Eulogy for Valeska Niedzwiecki

Jan 11, 2008 00:04

My journal has been a bit morbid of late, but I am having a hard time avoiding that at the moment. I'll try to make my next one a bit cheerier. That said, I found out yesterday that I was the only member of my family who felt quite able to say anything at her funeral service, so I sat down and wrote something. The first draft (with a few copyedits) was precisely what I ended up saying this morning at the funeral.

Eulogy for Valeska Niedzwiecki

It’s a daunting task to try to summarize a life as long and full as my grandmother’s. Valeska Elizabeth Rutkewicz Niedzwiecki was born in Nashua, New Hampshire, a century ago this April to Simon and Elizabeth Ritkewicz, who had immigrated to the United States from Lithuania, then part of the Russian Empire. In her life, the Soviet Union rose and fell. She saw the spread of radio, television, computers, and the Internet. She was twelve when the Nineteenth Amendment gave us universal women’s suffrage. She experienced the Great Depression and lived through two World Wars, eighteen presidents, and - perhaps closest to her heart, at least these last few years - six Red Sox World Championships.

· · · ·

• **EXERCISE REQUIREMENTS**
1. Answer these questions about the journal entry with the eulogy:
(a) On what date was the entry posted?
(b) In what city and state was Valeska Niedzwiecki born?
(c) How many Red Sox World Championships did she live through?
2. Echo the journal entry with the eulogy word for word, starting with "It’s a daunting" and going on through "Sox World Championships.".
3. Give what follows in the eulogy for Valeska Niedzwiecki, picking up right after its last sentence.

• **Point localization data**
· · · ·

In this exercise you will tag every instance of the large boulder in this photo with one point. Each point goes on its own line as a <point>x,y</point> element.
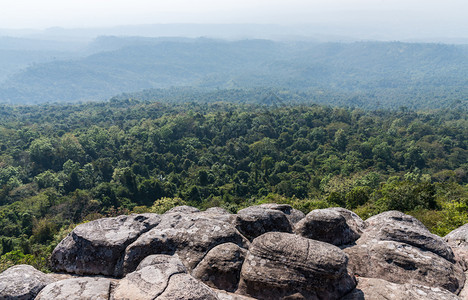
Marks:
<point>162,277</point>
<point>96,247</point>
<point>254,221</point>
<point>183,209</point>
<point>77,289</point>
<point>393,216</point>
<point>330,226</point>
<point>403,263</point>
<point>280,265</point>
<point>217,213</point>
<point>416,236</point>
<point>22,282</point>
<point>189,235</point>
<point>458,240</point>
<point>292,214</point>
<point>373,288</point>
<point>185,287</point>
<point>221,267</point>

· · · ·

• **ANSWERS BY ITEM**
1.
(a) Jan 11, 2008
(b) Nashua, New Hampshire
(c) Six

2.
It’s a daunting task to try to summarize a life as long and full as my grandmother’s. Valeska Elizabeth Rutkewicz Niedzwiecki was born in Nashua, New Hampshire, a century ago this April to Simon and Elizabeth Ritkewicz, who had immigrated to the United States from Lithuania, then part of the Russian Empire. In her life, the Soviet Union rose and fell. She saw the spread of radio, television, computers, and the Internet. She was twelve when the Nineteenth Amendment gave us universal women’s suffrage. She experienced the Great Depression and lived through two World Wars, eighteen presidents, and - perhaps closest to her heart, at least these last few years - six Red Sox World Championships.

3.
...and I think it’s a miracle to have lived to see one Red Sox championship team, let alone two.

Throughout all her long life, she approached others with intelligence, an open mind, and above all, an open heart. Everyone in this room was touched by Val Niedzwiecki in one way or another. She believed deeply in the Golden Rule - treating others how you would wish to be treated - and she never failed to find the good in others. My Aunt Paula told me yesterday that my grandmother was one of the few people she has known who understood and practiced unconditional love.

She devoted her professional life to helping others, such as the many children she treated as a nurse at Lakeville Hospital, and she devoted the rest of her life to her family, raising four children and fourteen grandchildren with her husband, with whom she is now joined once more, and meeting and helping new friends - who, to her, were just part of a larger family.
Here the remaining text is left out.